- **TASK SET**:
1 – Write out the part of the crop disease passage that runs from "Trained on this" down to "disease recognition systems.", word for word.
2 – According to the crop disease passage, what accuracy did the models achieve on the test set?
3 – Extend the crop disease passage with the next part, picking up after its final sentence.

- **EXTRACT TO READ**:
------------------------------------------------------------

A deep learning approach to Identify crop disease, (an image classification task).
Crop disease recognition poses a significant challenge for agriculture. Yet, with advancements in visual computing and enhanced computational hardware, automated disease identification has become feasible. The effectiveness of Convolutional Neural Network (CNN) architectures has been demonstrated on publicly available datasets. To evaluate the performance of state-of-the-art classification models in real-world, uncontrolled on-site conditions, a curated dataset was assembled, encompassing five sugarcane plant diseases. These images, sourced from fields across diverse regions of Karnataka, India, were captured by camera devices with varying resolutions and lighting conditions.
Trained on this diverse sugarcane dataset, the models achieved an impressive accuracy of 93.20% on the test set and 76.40% on images from different reputable online sources. This highlights the robustness of our approach in recognizing intricate patterns and variations inherent in practical scenarios. In summary, leveraging CNNs on a highly diverse dataset emerges as a promising strategy for the development of automated crop disease recognition systems.
The dataset contains 2940 images of sugarcane leaves belonging to 6 different classes (consisting of 5 diseases and 1 healthy). These include major diseases that affect the crop in India. All the images were taken in a natural environment with numerous variations. The images were taken at various cultivation fields including the University of Agricultural Sciences, Mandya Bangalore and nearby farms belonging to farmers. All the images were taken using phone cameras at various angles, orientations, backgrounds accounting for most of the variations that can appear for images taken in the real world. The dataset was collected with the company of experienced pathologists.

------------------------------------------------------------

- **SUPPLIED MATERIAL**:
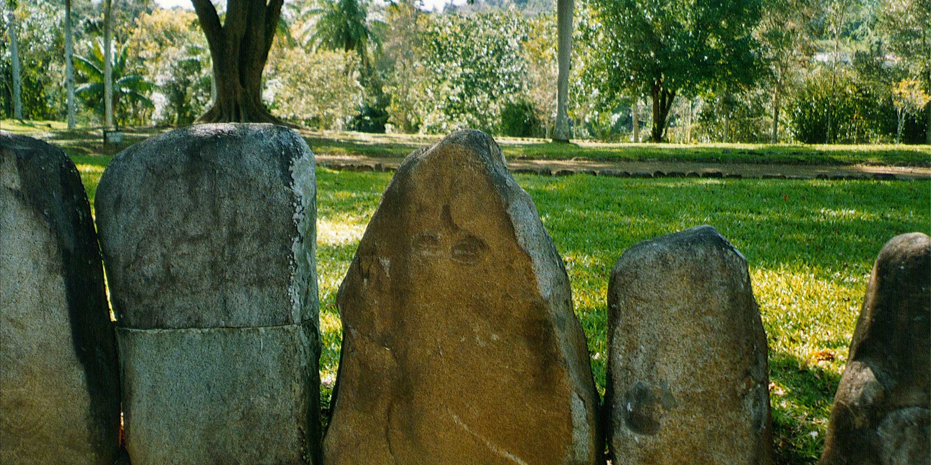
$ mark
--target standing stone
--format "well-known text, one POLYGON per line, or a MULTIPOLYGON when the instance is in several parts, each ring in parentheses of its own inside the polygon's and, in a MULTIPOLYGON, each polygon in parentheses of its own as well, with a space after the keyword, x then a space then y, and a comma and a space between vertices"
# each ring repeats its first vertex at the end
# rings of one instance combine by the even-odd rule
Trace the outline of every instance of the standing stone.
POLYGON ((314 157, 205 125, 107 167, 97 219, 133 465, 319 463, 314 157))
POLYGON ((613 463, 769 464, 766 335, 747 260, 710 226, 641 242, 608 284, 613 463))
POLYGON ((931 238, 892 238, 873 265, 822 465, 931 463, 931 238))
POLYGON ((328 465, 603 460, 565 268, 492 138, 404 160, 336 299, 328 465))
POLYGON ((0 132, 0 463, 111 465, 116 345, 90 206, 61 149, 0 132))

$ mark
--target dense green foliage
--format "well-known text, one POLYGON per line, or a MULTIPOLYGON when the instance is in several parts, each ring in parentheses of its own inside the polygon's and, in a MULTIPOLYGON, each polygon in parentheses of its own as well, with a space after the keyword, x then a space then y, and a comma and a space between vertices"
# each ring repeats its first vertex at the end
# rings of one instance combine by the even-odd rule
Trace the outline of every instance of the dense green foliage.
MULTIPOLYGON (((311 140, 311 148, 319 145, 311 140)), ((109 157, 74 156, 93 202, 109 157)), ((335 306, 366 224, 390 179, 317 171, 317 256, 323 382, 329 399, 342 327, 335 306)), ((644 239, 710 224, 749 264, 767 334, 776 463, 814 464, 846 363, 866 284, 892 236, 931 232, 927 181, 630 179, 518 176, 562 256, 573 303, 603 392, 608 273, 644 239)))
MULTIPOLYGON (((88 47, 90 54, 87 57, 74 57, 74 70, 80 86, 74 88, 74 95, 83 99, 88 106, 94 109, 97 115, 103 117, 103 41, 97 40, 88 47)), ((127 55, 128 49, 124 46, 113 50, 114 62, 112 67, 114 83, 114 115, 116 126, 125 123, 120 116, 125 109, 151 109, 152 100, 146 97, 152 91, 152 83, 127 69, 127 55), (125 108, 123 108, 125 107, 125 108)), ((177 63, 182 66, 184 63, 177 63)))
MULTIPOLYGON (((580 0, 571 137, 628 139, 639 100, 640 127, 651 132, 652 121, 653 135, 670 141, 893 142, 900 126, 903 142, 925 142, 931 105, 898 112, 892 94, 906 80, 931 93, 925 7, 927 0, 580 0)), ((101 7, 74 0, 74 10, 75 55, 87 57, 101 7)), ((61 8, 52 0, 19 2, 15 14, 26 118, 62 118, 61 8)), ((129 50, 127 73, 155 85, 146 95, 155 109, 124 109, 127 122, 183 125, 209 106, 210 59, 194 18, 153 0, 119 4, 115 33, 129 50)), ((413 0, 286 0, 263 100, 277 114, 318 128, 473 126, 549 137, 556 23, 546 0, 478 0, 434 12, 413 0)), ((7 29, 0 21, 0 37, 7 29)), ((9 60, 0 40, 6 115, 9 60)), ((97 124, 91 110, 79 115, 82 124, 97 124)))

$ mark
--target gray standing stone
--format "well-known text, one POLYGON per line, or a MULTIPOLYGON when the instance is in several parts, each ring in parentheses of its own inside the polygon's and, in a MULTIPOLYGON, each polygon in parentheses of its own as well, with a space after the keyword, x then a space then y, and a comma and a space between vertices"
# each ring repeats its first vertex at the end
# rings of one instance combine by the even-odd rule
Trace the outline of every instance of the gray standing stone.
POLYGON ((116 346, 74 164, 0 132, 0 463, 111 465, 116 346))
POLYGON ((328 465, 603 461, 565 268, 487 135, 404 160, 337 305, 328 465))
POLYGON ((766 357, 747 260, 714 228, 625 251, 608 284, 613 463, 771 463, 766 357))
POLYGON ((931 238, 902 234, 873 265, 822 465, 931 463, 931 238))
POLYGON ((97 220, 133 465, 319 463, 314 157, 204 125, 107 167, 97 220))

------------------------------------------------------------

- **RESPONSES IN ORDER**:
1 –
Trained on this diverse sugarcane dataset, the models achieved an impressive accuracy of 93.20% on the test set and 76.40% on images from different reputable online sources. This highlights the robustness of our approach in recognizing intricate patterns and variations inherent in practical scenarios. In summary, leveraging CNNs on a highly diverse dataset emerges as a promising strategy for the development of automated crop disease recognition systems.

2 – 93.20%

3 –
Fig 1. Example of leaf images from our dataset, representing every class. 1) Helminthosporium Leaf Spot 2) Red Rot 3) Cercospora Leaf Spot 4) Rust 5) Yellow Leaf Disease 6) Healthy.
We trained a Resnet50 model in two ways, by training the entire model in one case, and only the fully connected part in another case. Transfer learning was used in both cases starting from pre-trained weights on the ImageNet dataset. Here also, we note that weights obtained from training the fully connected part only were used as the starting point for the training of the entire network. Optimizer used - Stochastic Gradient Descent with Restarts was used in all the cases
Achieved an acuuracy of 93.0 % on test test. All networks were trained on 80:20 Split. Networks ran for a total of 15 epochs when training only the fully connected layers and 25 epochs when training all the layers
Fig 2. Example image of a leaf from our test dataset suffering from Helminthosporium Leaf Spot
Fig 3.Visualization of activations in the initial layer of Resnet-50 architecture depicting that the model has efficiently learnt to activate against diseased spots on the example leaf.
To test the mode you can run the infer file by loading the saved model and testing on the sample data.